Selected passage START
I am asked all the time what it was like to live in Africa. Not a day goes by that I don’t ache to one day live there again, explore it again, perhaps the west, or south, which surprises me, as life was not easy and I was happy to go when the time came. But Africa seduces you, claims you, even if unaware. Something about living there gets into your cells, takes hold, settles, then tugs. I watched this with my husband after his very difficult three years in a small Kenyan village. When he finally came home, he came home different, and I knew the moment I saw him he’d left something behind that we’d have to one day go and find.
Living in Africa, you are so close to the root–it is the root of humanity–you go home in a way. You feel free, alive, awake, connected to the source. But as an ex-patriot, (those born and raised there have their own claim and story), you are also like an outlaw, a pioneer, outside of time and constraint. You are the “other,” the one’s who’s different, who doesn’t really belong, so you start to question if even the laws need apply to you. I saw so many expats living on the edge, grabbing the reins and feeling they were at the abyss. You live like you could never do back home and there is a danger of walking too far over that edge and of exploiting the very thing that has pulled you in, which allows you to truly test your morality and ethicality. You get to learn who you really are and what you are capable of, for good or bad.
And you do it all against the backdrop of great beauty and people who will teach you the true meaning of joy and suffering, if you let them.
Selected passage END
**What the task asks:** Quote the essay on living in Africa word for word, between "I am asked all" and "go and find.", inclusive. The material that follows is not required for this exercise.
Material supplied START
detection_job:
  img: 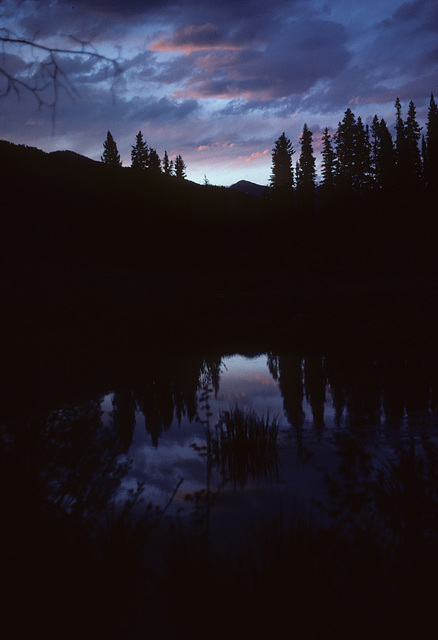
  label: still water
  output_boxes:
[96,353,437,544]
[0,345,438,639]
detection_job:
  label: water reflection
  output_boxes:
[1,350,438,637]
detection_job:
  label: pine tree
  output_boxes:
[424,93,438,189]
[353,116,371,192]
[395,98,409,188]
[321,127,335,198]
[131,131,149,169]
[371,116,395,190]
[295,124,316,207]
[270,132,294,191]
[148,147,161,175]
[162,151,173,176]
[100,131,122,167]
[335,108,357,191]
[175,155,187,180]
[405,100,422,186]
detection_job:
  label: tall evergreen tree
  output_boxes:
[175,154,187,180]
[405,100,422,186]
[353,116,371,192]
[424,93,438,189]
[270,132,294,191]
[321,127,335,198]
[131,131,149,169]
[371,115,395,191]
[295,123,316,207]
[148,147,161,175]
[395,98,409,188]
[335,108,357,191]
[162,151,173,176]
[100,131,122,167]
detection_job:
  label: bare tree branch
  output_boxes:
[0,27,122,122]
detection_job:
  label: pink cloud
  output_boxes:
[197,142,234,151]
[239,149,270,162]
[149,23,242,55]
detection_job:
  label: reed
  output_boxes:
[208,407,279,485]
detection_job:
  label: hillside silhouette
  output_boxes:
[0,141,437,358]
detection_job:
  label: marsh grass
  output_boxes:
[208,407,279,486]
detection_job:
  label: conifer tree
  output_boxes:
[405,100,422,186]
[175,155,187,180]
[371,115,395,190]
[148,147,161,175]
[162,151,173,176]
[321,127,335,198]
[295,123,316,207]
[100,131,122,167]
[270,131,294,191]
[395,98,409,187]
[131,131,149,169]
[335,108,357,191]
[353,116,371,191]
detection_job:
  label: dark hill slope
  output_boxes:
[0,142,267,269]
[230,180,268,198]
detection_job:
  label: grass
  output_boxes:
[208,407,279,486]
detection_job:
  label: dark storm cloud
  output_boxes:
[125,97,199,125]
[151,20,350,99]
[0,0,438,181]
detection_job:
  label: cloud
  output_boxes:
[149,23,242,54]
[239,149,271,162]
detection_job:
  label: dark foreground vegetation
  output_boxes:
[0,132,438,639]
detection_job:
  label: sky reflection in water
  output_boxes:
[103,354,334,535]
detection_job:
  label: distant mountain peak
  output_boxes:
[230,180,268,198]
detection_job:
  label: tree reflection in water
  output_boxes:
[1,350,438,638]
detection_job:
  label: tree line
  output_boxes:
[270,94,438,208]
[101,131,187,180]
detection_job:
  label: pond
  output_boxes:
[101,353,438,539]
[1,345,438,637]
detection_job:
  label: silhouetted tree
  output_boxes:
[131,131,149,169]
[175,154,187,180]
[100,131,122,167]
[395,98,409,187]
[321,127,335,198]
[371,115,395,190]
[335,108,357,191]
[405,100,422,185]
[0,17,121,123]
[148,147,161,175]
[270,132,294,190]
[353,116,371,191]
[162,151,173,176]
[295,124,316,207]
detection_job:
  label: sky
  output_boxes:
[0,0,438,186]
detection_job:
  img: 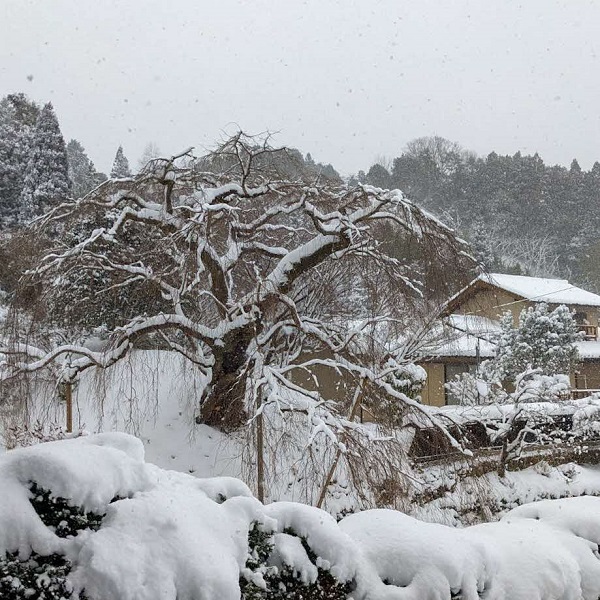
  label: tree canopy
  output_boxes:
Material supplied END
Material supplied START
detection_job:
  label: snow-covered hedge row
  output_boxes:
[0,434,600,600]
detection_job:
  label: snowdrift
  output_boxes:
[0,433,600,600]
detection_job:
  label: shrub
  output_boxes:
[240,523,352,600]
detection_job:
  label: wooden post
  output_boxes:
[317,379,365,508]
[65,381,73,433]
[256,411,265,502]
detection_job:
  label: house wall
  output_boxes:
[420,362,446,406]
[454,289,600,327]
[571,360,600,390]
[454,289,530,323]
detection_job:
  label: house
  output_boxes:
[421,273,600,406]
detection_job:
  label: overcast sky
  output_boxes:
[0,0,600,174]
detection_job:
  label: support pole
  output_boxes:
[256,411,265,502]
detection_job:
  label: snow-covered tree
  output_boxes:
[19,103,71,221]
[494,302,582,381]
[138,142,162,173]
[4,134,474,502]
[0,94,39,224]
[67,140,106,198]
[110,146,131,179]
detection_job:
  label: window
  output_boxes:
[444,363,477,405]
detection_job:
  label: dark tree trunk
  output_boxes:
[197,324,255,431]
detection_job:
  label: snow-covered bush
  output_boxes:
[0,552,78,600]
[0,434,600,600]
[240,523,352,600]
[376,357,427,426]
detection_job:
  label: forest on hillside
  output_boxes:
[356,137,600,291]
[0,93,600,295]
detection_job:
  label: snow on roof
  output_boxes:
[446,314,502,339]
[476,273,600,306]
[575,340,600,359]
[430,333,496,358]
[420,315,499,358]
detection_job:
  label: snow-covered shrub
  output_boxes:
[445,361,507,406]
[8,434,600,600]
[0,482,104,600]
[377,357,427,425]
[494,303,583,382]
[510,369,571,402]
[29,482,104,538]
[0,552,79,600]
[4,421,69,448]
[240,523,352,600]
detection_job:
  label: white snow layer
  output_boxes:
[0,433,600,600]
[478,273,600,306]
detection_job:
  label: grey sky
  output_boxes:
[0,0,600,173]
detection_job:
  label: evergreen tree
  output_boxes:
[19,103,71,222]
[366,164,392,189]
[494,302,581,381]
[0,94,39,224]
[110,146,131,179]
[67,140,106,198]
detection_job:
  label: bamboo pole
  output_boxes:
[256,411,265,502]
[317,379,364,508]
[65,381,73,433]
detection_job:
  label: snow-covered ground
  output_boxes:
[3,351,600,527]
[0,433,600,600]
Material supplied END
**Output for this exercise:**
I am asked all the time what it was like to live in Africa. Not a day goes by that I don’t ache to one day live there again, explore it again, perhaps the west, or south, which surprises me, as life was not easy and I was happy to go when the time came. But Africa seduces you, claims you, even if unaware. Something about living there gets into your cells, takes hold, settles, then tugs. I watched this with my husband after his very difficult three years in a small Kenyan village. When he finally came home, he came home different, and I knew the moment I saw him he’d left something behind that we’d have to one day go and find.